◆ Your task: From the first line to the last, reproduce the data exactly.

======== Records supplied

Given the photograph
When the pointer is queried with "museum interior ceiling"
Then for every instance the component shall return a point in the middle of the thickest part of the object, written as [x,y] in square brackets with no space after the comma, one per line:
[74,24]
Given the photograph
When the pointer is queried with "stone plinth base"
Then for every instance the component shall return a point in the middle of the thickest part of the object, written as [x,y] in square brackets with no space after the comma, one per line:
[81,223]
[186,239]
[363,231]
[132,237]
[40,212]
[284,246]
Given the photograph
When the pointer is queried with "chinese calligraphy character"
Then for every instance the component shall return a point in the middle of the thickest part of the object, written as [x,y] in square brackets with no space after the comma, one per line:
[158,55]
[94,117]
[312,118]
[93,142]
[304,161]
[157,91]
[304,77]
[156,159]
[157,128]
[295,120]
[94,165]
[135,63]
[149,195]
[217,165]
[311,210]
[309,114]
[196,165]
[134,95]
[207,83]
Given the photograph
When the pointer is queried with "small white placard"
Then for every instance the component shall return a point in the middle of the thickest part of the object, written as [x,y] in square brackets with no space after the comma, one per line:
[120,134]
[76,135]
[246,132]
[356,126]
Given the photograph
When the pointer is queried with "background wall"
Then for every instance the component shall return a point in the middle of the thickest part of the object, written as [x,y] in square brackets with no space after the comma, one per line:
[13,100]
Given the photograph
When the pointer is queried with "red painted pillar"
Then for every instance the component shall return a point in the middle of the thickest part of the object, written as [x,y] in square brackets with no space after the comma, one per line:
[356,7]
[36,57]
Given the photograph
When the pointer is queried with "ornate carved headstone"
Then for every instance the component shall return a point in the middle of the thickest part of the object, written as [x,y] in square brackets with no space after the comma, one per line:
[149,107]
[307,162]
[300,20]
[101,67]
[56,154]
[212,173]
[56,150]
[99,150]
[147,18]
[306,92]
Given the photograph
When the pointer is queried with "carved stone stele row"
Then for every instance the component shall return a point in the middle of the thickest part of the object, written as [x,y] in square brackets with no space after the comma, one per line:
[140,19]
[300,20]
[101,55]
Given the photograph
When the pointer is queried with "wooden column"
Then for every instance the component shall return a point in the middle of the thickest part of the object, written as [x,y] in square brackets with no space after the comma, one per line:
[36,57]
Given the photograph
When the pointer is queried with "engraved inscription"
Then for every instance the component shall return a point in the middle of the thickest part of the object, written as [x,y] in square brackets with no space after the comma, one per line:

================

◆ Expected output:
Given the photograph
When the pointer is queried with "museum interior ceiling"
Then for every instance the component shall return a point in the middle of the thickest part of the object, written as [x,y] in square brackets with no space after the comma, one per line:
[74,24]
Given the photograph
When the pointer is queried with "stone plinth base"
Then for every instance the component shall return a point in the middle of the thickest part of the object, written as [x,y] in square brackets with no space after the comma, one per line:
[81,223]
[186,239]
[363,231]
[132,237]
[40,212]
[284,246]
Given the photograph
When the pointer is queried with "chinese calligraphy character"
Then for every instance the component shall return a point in the middle of the thickest part of the object, written as [x,y] in square brackets with no space after the comma, one per line:
[158,55]
[94,117]
[312,118]
[93,142]
[304,161]
[157,91]
[304,77]
[156,159]
[157,128]
[295,120]
[94,165]
[135,63]
[149,195]
[217,165]
[311,210]
[309,114]
[196,165]
[134,95]
[207,83]
Given the photograph
When the pointer is queried with "small white placard"
Then for every instance the component shall return a point in the middle of the thickest part of the object, written as [x,y] in square brackets with no space after the comma, one per line:
[120,134]
[76,135]
[246,132]
[356,126]
Given the photograph
When the pointer is queried with "background wall"
Then for every instance the component shall return a point in the middle of the thickest part of the object, written as [x,y] in square brackets with no space after the comma, one per line:
[13,100]
Given the photograph
When the pointer is queried with "red painted pillar"
Then for every instance the component shall return a point in the middle of the thickest part of the object, written as [x,y] in square brackets with no space after the comma, one per line:
[356,7]
[36,57]
Given the photograph
When the pointer is queried with "ornate carved headstone"
Then for every instance the component shall return a point in the middle of the thickest part of the object, written as [x,y] in square brackets with no space after the comma, one per line:
[149,107]
[307,162]
[300,20]
[101,67]
[56,154]
[212,173]
[56,150]
[99,150]
[147,18]
[306,92]
Given the photograph
When the pointer is queried with "carved stone stele row"
Then for every instance the component shall return a point in the middle of the thickest part of the object, written as [x,y] in square brackets with no space after the comma, one per line:
[140,19]
[300,20]
[101,55]
Given the photograph
When the pointer is queried with "wooden column"
Then for every instance the component shall return a point in the middle of the thickest part of the object, written as [x,y] in square brackets with no space after the comma, one per line:
[36,57]
Given the photograph
When the pointer is queried with "engraved inscription"
Then for every instance the component shall return a point in the middle of the thickest part of the object, written as [x,y] in square brackets with no space after the comma, one per line:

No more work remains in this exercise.